* start Passage provided *
News & Articles
Browse all content by date.
Volkswagen is proving a difficult target to follow these days, coming out with new vehicles and new engines that give the German automaker a definite step up from most competitors. One of the more puzzling moves is the announcement that Volkswagen will keep selling the Jetta compact, and the Passat, as well as the new Arteon luxury midsize sedan, and its wagons and SUVs, but it will stop sending its iconic Golf hatchback to the United States.
To Volkswagen, it’s not a puzzle. The Golf outsells the Jetta in every country of the world where both are sold, except the U.S. Our buyers became convinced they didn’t want small hatchbacks anymore, and we buy many more Jettas than Golfs, so the Golf is simply eliminated from our future.
Well, not really. Volkswagen has allowed it will bring in two specialty Golf models, the GTI and the Golf R. That, too, makes economic sense because the high-performance GTI and the even higher-performance Golf R account for about half of all Golf sales in the U.S.
Despite the opportunity to be blown away by a week-long road test of a new 2019 Golf R in a new slate-grey color, I am disappointed to hear of the demise of the other Golfs.
The GTI is, of course, the icon of all “hot hatches” and outruns the standard Golf with ease, but the basic Golf now comes with VW’s all-new 1.4-liter turbo engine that powers the Jetta, and I wrote about testing that vehicle in minus-30-degree January weather this past winter. It has plenty of power with the turbo and can push out amazing amounts of torque as the newest engine from VW, and despite what the big-time magazines such as Motor Trend or Car & Driver say about needing more power and faster acceleration from everything they test, the 1.4 is a fun way to achieve 40-plus miles per gallon.
But I digress.
The GTI set the standard for fun and high-performance handling and power back a couple of decades or so, and Volkswagen kept making subtle refinements without ever losing the flat handling and solid performance in the front-wheel-drive hatchback. It was distinctive in autocross competition for hoisting its outside rear wheel in a tight turn, which was evidence of how stiff the platform was.
* end Passage provided *
__What is asked__:
a. Translate this sentence from the Volkswagen Golf article into Spanish: "The Golf outsells the Jetta in every country of the world where both are sold, except the U.S."
b. Return the stretch of the Volkswagen Golf article from "Volkswagen is proving" to "the United States.", copied word for word.
* start Dataset extract *
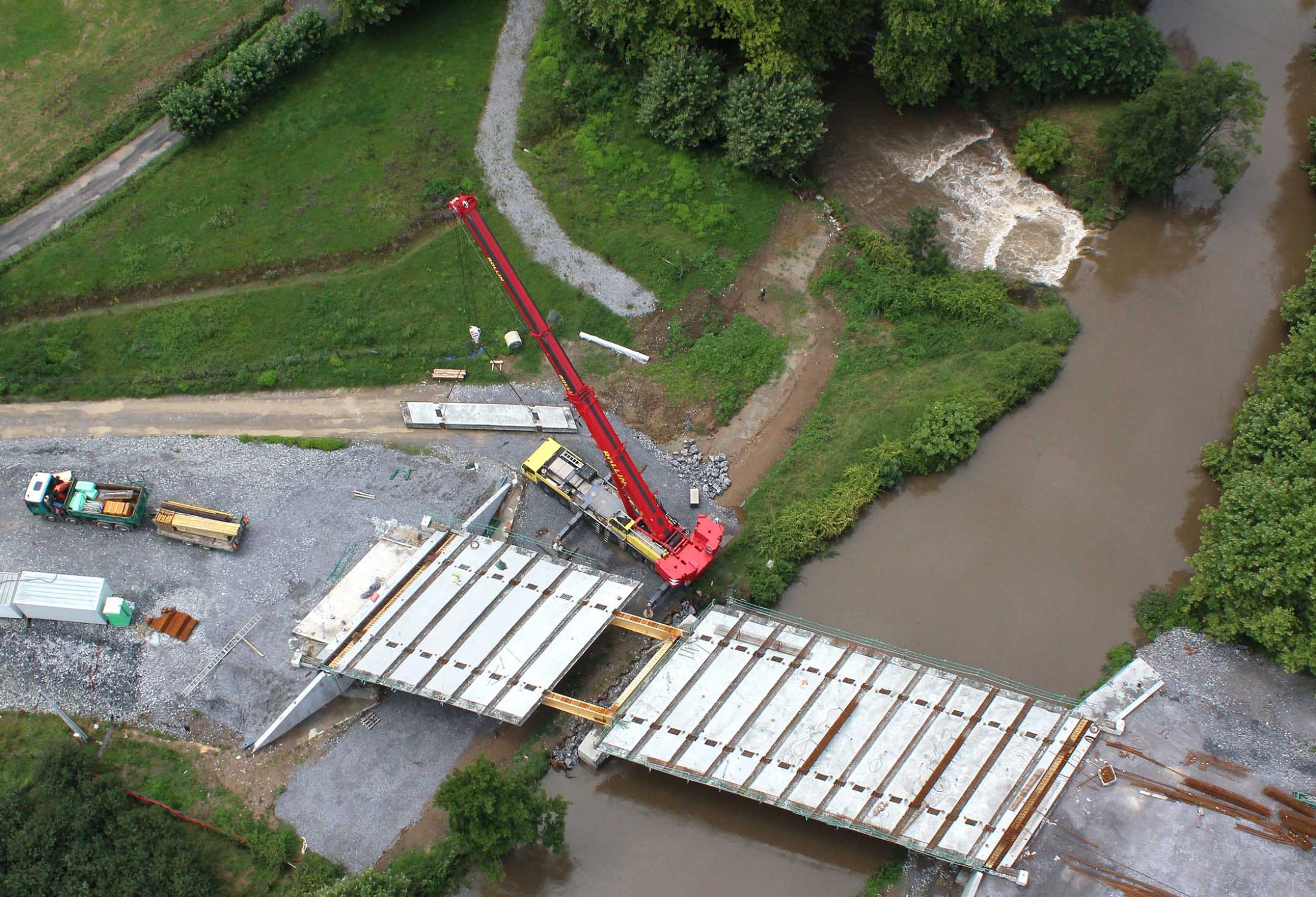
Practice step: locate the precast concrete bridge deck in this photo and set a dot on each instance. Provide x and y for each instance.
(946, 761)
(940, 759)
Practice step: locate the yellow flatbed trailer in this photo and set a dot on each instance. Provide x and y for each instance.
(571, 480)
(200, 526)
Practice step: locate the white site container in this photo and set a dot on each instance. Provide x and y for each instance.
(8, 585)
(61, 596)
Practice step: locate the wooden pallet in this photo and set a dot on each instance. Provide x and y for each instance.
(174, 623)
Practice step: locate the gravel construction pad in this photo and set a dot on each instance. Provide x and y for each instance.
(354, 801)
(517, 198)
(374, 783)
(303, 521)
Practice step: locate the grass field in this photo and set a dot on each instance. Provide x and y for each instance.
(675, 221)
(344, 158)
(897, 362)
(159, 770)
(370, 325)
(69, 66)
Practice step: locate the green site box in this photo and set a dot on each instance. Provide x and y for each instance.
(119, 612)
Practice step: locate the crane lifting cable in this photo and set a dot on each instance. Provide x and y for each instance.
(626, 511)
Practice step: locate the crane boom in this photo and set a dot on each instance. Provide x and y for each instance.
(687, 553)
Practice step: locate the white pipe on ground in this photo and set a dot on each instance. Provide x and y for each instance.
(620, 350)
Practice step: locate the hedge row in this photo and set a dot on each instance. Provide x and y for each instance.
(141, 112)
(226, 91)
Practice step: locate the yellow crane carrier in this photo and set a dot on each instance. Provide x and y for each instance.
(202, 526)
(577, 484)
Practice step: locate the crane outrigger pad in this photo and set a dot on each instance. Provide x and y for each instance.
(488, 416)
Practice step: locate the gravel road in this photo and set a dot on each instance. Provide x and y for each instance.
(517, 198)
(374, 783)
(304, 520)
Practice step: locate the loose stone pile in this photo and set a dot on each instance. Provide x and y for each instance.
(706, 474)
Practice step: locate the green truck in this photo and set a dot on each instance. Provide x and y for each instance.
(65, 498)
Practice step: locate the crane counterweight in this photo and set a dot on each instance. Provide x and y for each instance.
(641, 524)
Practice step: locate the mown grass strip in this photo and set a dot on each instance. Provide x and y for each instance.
(340, 160)
(87, 80)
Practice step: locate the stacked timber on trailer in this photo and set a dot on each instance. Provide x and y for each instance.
(200, 526)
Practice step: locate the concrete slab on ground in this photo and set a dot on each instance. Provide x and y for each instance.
(485, 625)
(489, 416)
(352, 594)
(352, 803)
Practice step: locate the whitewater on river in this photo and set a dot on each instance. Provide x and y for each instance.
(1027, 558)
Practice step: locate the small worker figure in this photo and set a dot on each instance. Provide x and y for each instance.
(60, 493)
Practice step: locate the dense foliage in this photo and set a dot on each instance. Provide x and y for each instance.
(726, 366)
(773, 36)
(1206, 116)
(680, 97)
(1256, 566)
(1041, 147)
(925, 51)
(1120, 54)
(74, 832)
(360, 15)
(772, 56)
(226, 91)
(773, 123)
(491, 810)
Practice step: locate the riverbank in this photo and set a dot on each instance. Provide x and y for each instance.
(927, 362)
(1028, 558)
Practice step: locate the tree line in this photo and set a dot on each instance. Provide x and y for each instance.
(747, 78)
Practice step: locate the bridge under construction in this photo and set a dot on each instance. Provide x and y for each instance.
(944, 759)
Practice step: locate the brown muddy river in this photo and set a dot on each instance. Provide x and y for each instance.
(1025, 559)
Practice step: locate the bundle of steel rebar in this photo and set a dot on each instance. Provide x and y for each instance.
(1122, 881)
(1228, 796)
(1291, 803)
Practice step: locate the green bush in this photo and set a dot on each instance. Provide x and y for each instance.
(360, 15)
(1116, 660)
(1256, 566)
(145, 109)
(1096, 56)
(1207, 116)
(321, 444)
(1041, 148)
(773, 124)
(726, 366)
(226, 91)
(312, 875)
(884, 879)
(1159, 612)
(945, 434)
(73, 826)
(802, 529)
(922, 241)
(680, 96)
(492, 810)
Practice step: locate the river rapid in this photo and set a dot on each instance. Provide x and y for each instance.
(1027, 558)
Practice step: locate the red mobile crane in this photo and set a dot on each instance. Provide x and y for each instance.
(640, 521)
* end Dataset extract *
__Solutions for each task__:
a. El Golf se vende más que el Jetta en todos los países del mundo donde se venden ambos, excepto en EE. UU.

b.
Volkswagen is proving a difficult target to follow these days, coming out with new vehicles and new engines that give the German automaker a definite step up from most competitors. One of the more puzzling moves is the announcement that Volkswagen will keep selling the Jetta compact, and the Passat, as well as the new Arteon luxury midsize sedan, and its wagons and SUVs, but it will stop sending its iconic Golf hatchback to the United States.